Challenge: Collect every line in the listing below that contains the string "sailboat", matching case exactly.

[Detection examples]

-- START --

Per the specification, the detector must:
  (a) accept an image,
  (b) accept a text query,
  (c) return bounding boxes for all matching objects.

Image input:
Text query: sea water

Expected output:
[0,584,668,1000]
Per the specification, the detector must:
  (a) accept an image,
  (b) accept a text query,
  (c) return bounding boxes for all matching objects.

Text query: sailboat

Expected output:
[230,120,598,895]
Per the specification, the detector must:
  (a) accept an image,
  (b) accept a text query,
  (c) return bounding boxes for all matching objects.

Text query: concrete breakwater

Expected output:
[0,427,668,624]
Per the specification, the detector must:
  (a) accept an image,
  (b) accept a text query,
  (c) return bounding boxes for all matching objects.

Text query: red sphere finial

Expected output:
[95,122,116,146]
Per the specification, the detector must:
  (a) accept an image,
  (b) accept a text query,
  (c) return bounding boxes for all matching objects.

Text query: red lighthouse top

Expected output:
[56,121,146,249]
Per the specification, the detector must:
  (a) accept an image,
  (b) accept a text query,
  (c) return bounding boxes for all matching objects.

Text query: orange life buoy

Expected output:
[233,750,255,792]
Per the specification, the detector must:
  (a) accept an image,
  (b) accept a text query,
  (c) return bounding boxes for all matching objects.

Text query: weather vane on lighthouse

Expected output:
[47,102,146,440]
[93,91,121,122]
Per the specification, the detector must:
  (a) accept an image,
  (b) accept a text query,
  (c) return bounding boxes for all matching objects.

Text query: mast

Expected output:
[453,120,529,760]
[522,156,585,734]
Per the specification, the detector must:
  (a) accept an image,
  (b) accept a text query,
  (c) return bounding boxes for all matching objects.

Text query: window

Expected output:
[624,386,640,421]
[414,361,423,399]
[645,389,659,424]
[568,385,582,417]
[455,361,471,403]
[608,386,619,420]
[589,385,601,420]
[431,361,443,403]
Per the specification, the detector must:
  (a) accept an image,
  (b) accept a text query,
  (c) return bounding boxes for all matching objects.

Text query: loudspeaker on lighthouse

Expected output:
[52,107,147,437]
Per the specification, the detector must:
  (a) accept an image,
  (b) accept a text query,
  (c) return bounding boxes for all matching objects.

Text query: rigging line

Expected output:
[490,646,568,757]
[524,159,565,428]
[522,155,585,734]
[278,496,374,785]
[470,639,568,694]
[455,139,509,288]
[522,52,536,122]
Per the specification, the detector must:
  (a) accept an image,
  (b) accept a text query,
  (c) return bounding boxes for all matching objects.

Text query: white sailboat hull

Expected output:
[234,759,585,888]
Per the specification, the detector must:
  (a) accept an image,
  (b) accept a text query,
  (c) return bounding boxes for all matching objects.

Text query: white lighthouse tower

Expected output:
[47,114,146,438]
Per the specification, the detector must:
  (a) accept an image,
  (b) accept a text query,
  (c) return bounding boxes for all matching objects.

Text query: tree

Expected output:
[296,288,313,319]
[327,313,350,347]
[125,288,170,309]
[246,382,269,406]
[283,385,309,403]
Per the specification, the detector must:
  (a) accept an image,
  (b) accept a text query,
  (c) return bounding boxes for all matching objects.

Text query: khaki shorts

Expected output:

-- END --

Expected output:
Text query: sailboat
Text query: white sailboat hull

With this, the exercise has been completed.